** start Excerpted text **
Third in a series on the American left: a tale of buried treasure

by
Paul Berman
November 26, 2018
Illustration: Tablet Magazine
Illustration: Tablet Magazine
Illustration: Tablet Magazine
Illustration: Tablet Magazine

This is Part Three of a series of commentaries on the American left. Part One is here. Part Two is here.

I.

The American left, which has sometimes been poor in institutions, has always been wealthy in political philosophy—and you can see the wealth and its significance in two books of our own moment, one by the late Richard Rorty and the other by Michael Walzer. Perhaps Rorty’s book is not completely of our moment. The book is Achieving Our Country: Leftist Thought in Twentieth-Century America, which came out from a university press in 1999 and lay in slumber for 17 years, until the catastrophic Election Day of 2016. Then the book awoke, and Achieving Our Country became a publishing sensation, such that, even today, it appears to be selling fairly well, for a book of its nature. Its success is owed to a single passage on page 90. Rorty wondered on that page what would happen if, one day, America’s trade unionists and unskilled workers, the people who do not live in prosperous suburbs, ever came to notice that, in the American government and among the American elites, no one at all was even trying to defend them from the economic and social consequences of modern industrial trends.

He wrote:

At that point, something will crack. The nonsuburban electorate will decide that the system has failed and start looking around for a strongman to vote for—someone willing to assure them that, once he is elected, the smug bureaucrats, tricky lawyers, overpaid bond salesmen, and postmodernist professors will no longer be calling the shots. A scenario like that of Sinclair Lewis’ novel It Can’t Happen Here may then be played out. For once such a strongman takes office, nobody can predict what will happen. In 1932, most of the predictions made about what would happen if Hindenburg named Hitler chancellor were wildly overoptimistic.



One thing that is very likely to happen is that the gains made in the past forty years by black and brown Americans, and by homosexuals, will be wiped out. Jocular contempt for women will come back into fashion. The words ‘nigger’ and ‘kike’ will once again be heard in the workplace. All the sadism which the academic Left has tried to make unacceptable to its students will come flooding back. All the resentment which badly educated Americans feel about having their manners dictated to them by college graduates will find an outlet.

He was a genius. It is not just Philosophy and the Mirror of Nature, his masterwork. It is that one passage!

His goal in Achieving Our Country was to revive an American left that, in his view, had taken a wrong turn in the later 1960s and ’70s, and had ended in a ditch. He applauded the many aspects of social progress that had gotten started in those years. He saw a partial virtue in what might be described as identity politics and the culture of political correctness, which were products of that period. The university left came into existence, and he was glad to see that, as a result, college professors had begun to instruct their students to refrain from personal cruelty.
** end Excerpted text **
** start Supplied material **
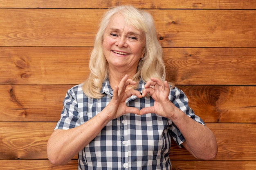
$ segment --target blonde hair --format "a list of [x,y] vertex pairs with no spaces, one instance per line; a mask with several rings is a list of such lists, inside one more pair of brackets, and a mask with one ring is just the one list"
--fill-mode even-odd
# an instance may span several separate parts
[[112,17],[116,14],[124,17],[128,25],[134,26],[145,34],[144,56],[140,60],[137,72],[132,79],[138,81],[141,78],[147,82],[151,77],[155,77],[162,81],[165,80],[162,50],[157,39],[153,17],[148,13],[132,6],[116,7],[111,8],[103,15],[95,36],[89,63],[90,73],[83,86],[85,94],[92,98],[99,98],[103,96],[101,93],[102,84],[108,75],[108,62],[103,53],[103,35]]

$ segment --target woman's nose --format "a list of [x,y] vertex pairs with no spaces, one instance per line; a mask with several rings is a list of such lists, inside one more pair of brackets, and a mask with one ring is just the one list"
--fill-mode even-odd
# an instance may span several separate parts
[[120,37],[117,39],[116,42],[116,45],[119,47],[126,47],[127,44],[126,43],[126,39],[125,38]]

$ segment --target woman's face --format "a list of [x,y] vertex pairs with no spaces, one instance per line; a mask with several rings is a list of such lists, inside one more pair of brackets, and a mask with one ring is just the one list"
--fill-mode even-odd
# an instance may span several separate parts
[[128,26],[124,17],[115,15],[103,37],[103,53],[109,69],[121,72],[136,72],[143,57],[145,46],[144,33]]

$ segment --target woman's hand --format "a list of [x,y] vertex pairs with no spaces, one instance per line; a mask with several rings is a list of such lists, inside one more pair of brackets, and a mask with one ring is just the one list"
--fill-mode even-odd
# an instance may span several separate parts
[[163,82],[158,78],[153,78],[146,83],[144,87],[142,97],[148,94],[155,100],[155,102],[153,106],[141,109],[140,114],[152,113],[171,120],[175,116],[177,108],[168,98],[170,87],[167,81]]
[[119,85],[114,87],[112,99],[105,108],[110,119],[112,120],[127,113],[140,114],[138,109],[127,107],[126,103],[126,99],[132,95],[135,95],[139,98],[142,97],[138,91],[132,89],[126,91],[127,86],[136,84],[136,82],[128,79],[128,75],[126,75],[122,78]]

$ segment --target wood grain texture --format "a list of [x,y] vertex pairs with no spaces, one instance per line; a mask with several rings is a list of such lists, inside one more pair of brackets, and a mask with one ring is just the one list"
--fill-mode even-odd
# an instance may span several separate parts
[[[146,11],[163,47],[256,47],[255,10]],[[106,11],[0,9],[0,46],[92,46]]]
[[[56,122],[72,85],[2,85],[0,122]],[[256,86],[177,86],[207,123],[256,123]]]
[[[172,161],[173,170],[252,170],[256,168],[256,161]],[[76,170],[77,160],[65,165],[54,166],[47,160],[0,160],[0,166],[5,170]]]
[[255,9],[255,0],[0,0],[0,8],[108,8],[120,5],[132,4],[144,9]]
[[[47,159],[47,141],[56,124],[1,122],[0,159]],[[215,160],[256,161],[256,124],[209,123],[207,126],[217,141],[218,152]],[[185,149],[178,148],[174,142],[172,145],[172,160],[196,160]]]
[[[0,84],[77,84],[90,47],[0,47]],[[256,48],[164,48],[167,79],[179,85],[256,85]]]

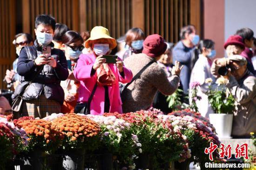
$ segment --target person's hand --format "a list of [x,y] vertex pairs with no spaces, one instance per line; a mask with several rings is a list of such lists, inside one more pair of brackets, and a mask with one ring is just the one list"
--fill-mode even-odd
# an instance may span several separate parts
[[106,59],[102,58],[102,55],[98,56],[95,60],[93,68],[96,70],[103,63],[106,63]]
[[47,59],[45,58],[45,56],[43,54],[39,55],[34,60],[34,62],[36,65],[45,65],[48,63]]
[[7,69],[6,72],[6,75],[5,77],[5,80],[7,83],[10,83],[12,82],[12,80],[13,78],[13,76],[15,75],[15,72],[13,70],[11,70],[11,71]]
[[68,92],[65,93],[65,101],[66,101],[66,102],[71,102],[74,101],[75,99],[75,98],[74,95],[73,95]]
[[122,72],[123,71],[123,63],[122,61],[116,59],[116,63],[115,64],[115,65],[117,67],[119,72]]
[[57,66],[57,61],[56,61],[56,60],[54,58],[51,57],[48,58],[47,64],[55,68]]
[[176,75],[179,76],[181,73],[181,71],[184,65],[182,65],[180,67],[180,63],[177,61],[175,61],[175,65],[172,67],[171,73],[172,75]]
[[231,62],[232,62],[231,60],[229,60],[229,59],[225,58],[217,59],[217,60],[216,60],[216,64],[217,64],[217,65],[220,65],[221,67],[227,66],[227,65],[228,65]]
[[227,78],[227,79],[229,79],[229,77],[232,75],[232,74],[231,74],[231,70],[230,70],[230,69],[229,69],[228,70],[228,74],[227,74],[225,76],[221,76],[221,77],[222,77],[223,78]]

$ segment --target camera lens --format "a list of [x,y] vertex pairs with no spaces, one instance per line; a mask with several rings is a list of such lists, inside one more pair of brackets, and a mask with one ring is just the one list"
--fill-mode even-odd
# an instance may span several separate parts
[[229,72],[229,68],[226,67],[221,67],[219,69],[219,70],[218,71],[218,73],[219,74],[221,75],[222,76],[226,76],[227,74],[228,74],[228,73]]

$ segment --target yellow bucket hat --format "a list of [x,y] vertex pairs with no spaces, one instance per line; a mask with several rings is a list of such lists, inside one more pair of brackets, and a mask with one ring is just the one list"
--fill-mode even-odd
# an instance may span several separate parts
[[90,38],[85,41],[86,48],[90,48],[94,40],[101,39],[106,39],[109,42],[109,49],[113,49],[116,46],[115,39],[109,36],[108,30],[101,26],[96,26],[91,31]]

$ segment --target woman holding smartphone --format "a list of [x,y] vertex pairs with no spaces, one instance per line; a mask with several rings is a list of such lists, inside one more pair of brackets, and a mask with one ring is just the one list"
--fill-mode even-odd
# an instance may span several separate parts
** end Supplied material **
## Objective:
According to the essay on the American left, what is the success of Rorty's Achieving Our Country owed to?

## Response to the task:
A single passage on page 90.